[[ Data for this exercise, beginning ]]

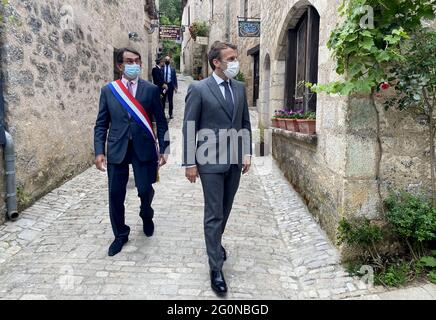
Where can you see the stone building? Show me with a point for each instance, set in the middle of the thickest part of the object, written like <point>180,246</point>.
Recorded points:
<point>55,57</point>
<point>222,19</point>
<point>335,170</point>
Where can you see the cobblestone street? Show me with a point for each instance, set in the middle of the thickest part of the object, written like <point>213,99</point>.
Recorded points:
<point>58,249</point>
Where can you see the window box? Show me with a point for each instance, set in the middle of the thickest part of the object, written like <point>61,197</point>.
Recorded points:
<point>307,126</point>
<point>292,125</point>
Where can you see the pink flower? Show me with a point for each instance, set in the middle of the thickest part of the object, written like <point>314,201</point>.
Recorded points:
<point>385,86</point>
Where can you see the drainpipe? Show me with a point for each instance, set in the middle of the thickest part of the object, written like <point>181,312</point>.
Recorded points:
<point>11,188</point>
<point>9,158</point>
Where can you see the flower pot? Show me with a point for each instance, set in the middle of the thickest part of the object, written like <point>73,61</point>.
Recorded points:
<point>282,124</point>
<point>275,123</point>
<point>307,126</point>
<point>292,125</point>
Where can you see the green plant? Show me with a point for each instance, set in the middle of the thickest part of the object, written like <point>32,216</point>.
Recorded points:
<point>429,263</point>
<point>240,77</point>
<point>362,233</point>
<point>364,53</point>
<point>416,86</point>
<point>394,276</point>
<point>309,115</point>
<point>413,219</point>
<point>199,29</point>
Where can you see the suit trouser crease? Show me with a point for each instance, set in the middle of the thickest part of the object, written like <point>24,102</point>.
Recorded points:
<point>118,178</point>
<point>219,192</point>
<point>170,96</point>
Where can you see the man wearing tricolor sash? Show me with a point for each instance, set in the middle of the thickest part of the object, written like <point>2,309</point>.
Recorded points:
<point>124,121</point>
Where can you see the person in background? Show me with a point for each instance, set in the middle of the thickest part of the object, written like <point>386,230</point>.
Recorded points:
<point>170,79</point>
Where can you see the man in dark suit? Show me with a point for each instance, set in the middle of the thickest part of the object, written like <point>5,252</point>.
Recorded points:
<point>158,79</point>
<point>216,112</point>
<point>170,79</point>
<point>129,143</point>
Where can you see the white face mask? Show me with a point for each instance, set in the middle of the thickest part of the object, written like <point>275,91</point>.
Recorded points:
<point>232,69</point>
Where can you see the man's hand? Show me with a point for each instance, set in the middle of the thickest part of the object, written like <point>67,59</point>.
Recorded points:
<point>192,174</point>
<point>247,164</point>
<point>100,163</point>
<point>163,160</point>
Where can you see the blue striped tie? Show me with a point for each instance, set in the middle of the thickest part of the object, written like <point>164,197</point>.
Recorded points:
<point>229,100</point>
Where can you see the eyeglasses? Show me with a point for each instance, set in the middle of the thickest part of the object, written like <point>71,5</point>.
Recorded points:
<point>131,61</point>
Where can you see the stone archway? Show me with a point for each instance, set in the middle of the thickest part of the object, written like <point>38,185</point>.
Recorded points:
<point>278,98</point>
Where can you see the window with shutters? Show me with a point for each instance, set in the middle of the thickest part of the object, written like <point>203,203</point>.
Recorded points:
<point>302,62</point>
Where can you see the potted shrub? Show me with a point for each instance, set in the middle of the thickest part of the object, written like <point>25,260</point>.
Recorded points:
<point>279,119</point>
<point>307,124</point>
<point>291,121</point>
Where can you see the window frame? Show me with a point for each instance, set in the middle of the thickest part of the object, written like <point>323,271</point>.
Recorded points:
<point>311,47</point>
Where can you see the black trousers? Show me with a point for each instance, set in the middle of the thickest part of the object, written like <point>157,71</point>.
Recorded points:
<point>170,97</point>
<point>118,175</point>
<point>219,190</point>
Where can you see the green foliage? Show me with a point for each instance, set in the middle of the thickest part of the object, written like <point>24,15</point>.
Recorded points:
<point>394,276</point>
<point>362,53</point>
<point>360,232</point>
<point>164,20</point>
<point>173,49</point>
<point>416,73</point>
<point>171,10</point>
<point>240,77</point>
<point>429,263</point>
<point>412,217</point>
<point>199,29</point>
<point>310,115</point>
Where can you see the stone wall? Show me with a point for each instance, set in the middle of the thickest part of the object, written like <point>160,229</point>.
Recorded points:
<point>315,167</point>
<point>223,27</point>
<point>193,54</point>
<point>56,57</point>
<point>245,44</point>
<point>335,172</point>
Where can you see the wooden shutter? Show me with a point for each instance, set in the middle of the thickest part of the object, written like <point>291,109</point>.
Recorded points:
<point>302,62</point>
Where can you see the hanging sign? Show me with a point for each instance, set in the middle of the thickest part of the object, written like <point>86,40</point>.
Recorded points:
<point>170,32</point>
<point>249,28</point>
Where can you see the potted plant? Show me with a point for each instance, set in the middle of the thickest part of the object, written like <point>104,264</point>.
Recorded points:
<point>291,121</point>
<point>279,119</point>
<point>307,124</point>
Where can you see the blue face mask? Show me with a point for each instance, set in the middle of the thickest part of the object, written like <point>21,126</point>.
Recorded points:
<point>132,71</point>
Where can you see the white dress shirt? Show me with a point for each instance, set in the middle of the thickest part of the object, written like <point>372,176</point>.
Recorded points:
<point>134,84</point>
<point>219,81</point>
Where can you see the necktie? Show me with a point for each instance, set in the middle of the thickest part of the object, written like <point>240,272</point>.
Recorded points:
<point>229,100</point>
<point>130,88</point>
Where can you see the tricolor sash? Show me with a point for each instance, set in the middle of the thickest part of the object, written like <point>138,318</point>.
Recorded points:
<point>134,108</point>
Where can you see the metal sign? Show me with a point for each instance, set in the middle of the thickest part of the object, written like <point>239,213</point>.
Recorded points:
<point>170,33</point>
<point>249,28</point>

[[ Data for this exercise, end ]]

Task details ::
In the listing above, how many lines hold the word "blue"? Please state the number alone.

Answer to the problem ::
2